Copy each record below without changing a single word.
·····
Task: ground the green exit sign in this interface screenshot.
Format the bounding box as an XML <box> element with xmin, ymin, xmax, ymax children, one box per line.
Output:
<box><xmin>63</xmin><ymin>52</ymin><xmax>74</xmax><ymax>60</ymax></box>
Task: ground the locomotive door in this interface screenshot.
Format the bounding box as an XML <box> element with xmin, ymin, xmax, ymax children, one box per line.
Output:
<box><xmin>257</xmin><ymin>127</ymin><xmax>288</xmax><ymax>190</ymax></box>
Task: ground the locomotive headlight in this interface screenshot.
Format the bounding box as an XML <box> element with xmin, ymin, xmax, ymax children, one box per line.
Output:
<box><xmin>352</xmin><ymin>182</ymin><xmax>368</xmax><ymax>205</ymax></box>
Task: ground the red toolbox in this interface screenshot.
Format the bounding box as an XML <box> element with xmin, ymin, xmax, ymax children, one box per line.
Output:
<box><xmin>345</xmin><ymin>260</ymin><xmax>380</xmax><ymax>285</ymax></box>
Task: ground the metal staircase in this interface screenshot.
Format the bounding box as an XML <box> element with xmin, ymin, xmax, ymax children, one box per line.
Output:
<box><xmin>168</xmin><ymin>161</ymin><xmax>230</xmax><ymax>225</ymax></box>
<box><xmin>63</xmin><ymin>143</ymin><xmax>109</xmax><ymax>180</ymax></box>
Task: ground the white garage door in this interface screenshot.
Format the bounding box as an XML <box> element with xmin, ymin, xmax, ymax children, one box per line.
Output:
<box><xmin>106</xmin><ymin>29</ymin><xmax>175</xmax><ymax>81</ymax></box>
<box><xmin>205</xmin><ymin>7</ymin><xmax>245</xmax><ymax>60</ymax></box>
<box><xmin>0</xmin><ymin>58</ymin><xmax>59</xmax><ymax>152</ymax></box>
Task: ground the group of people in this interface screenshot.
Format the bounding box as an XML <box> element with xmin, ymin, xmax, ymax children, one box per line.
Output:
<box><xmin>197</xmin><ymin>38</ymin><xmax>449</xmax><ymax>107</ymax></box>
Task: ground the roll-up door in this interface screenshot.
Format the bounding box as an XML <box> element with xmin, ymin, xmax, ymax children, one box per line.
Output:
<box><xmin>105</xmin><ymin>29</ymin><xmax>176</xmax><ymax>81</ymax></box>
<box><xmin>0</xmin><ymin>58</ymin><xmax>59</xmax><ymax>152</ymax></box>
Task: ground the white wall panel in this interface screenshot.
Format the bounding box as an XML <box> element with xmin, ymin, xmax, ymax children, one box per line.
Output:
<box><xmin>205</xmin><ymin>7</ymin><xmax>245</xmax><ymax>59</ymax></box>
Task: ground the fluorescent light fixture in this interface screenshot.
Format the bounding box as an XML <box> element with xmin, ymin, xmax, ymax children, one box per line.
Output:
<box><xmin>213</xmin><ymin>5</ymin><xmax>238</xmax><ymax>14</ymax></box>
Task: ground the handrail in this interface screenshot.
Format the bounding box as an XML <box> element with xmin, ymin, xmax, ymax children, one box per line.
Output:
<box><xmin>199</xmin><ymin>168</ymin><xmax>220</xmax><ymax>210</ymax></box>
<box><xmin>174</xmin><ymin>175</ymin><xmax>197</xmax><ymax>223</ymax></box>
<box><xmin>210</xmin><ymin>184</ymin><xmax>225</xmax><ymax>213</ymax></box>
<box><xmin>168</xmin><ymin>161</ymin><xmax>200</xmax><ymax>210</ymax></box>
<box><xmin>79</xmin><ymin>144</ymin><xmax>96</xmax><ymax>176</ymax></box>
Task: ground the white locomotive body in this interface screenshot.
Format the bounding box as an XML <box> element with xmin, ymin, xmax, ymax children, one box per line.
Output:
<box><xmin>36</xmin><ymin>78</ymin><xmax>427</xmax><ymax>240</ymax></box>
·····
■ Exercise output ■
Task: ground the green exit sign in this interface screenshot.
Format the bounding box as an XML <box> element with xmin, ymin, xmax, ymax children, one box per line.
Output:
<box><xmin>63</xmin><ymin>52</ymin><xmax>74</xmax><ymax>60</ymax></box>
Task: ground the locomotive door in this interface screenshot.
Format the bounding box as an XML <box> element with xmin, ymin, xmax, ymax children, one box per line.
Output:
<box><xmin>257</xmin><ymin>127</ymin><xmax>288</xmax><ymax>190</ymax></box>
Task: ground the locomotive headlight in this interface screenshot.
Format the bounding box as an XML <box> element with xmin, ymin, xmax, ymax children, one box per line.
Output:
<box><xmin>352</xmin><ymin>182</ymin><xmax>368</xmax><ymax>205</ymax></box>
Task: ground the red toolbox in this interface screenshot.
Format the bounding box as an XML <box> element with xmin, ymin, xmax, ymax children, one box per line.
Output:
<box><xmin>345</xmin><ymin>260</ymin><xmax>380</xmax><ymax>285</ymax></box>
Task: ground the metal staircase in this interface screenshot.
Format the bounding box as an XML <box> element with xmin, ymin, xmax, ymax children, one box per line.
Output:
<box><xmin>168</xmin><ymin>161</ymin><xmax>230</xmax><ymax>225</ymax></box>
<box><xmin>63</xmin><ymin>143</ymin><xmax>109</xmax><ymax>180</ymax></box>
Task: ground the white garage door in this interface screenshot.
Format the bounding box as an XML <box> element with xmin, ymin, xmax, ymax children, one box per line.
Output:
<box><xmin>106</xmin><ymin>29</ymin><xmax>175</xmax><ymax>81</ymax></box>
<box><xmin>205</xmin><ymin>7</ymin><xmax>245</xmax><ymax>60</ymax></box>
<box><xmin>0</xmin><ymin>58</ymin><xmax>59</xmax><ymax>152</ymax></box>
Task: ground the group of people in this interface screenshot.
Format the bounding box as an XML <box> element with xmin, ymin, xmax, ymax children, one box per line.
Output:
<box><xmin>197</xmin><ymin>38</ymin><xmax>449</xmax><ymax>107</ymax></box>
Task: ground the roll-up door in this interface screenshot.
Format the bounding box as an XML <box> element with xmin, ymin, xmax, ymax children, one box per line.
Output:
<box><xmin>105</xmin><ymin>29</ymin><xmax>176</xmax><ymax>81</ymax></box>
<box><xmin>0</xmin><ymin>58</ymin><xmax>59</xmax><ymax>152</ymax></box>
Task: ground the white wall panel in this interface screenshot.
Format the bounding box as an XML <box> element with xmin, ymin, xmax, ymax children, one box per line.
Output:
<box><xmin>205</xmin><ymin>7</ymin><xmax>245</xmax><ymax>59</ymax></box>
Task: ground the fluorescent light fixture in this interface screenshot.
Format the bounding box as an XML <box> element with xmin, ymin, xmax, ymax children, one box per line.
Output:
<box><xmin>213</xmin><ymin>5</ymin><xmax>238</xmax><ymax>14</ymax></box>
Task: ground the handrail in this interface screenshot.
Format the bounding box as an XML <box> element with xmin, ymin, xmax, ymax children, one box per line.
Output:
<box><xmin>199</xmin><ymin>168</ymin><xmax>220</xmax><ymax>210</ymax></box>
<box><xmin>174</xmin><ymin>175</ymin><xmax>197</xmax><ymax>223</ymax></box>
<box><xmin>210</xmin><ymin>184</ymin><xmax>225</xmax><ymax>213</ymax></box>
<box><xmin>168</xmin><ymin>161</ymin><xmax>200</xmax><ymax>210</ymax></box>
<box><xmin>79</xmin><ymin>144</ymin><xmax>96</xmax><ymax>176</ymax></box>
Task: ground the white locomotive body in this interface screenshot.
Format the bounding box as an XML <box> element with xmin, ymin, xmax, ymax children, one box per line.
Output:
<box><xmin>36</xmin><ymin>78</ymin><xmax>427</xmax><ymax>240</ymax></box>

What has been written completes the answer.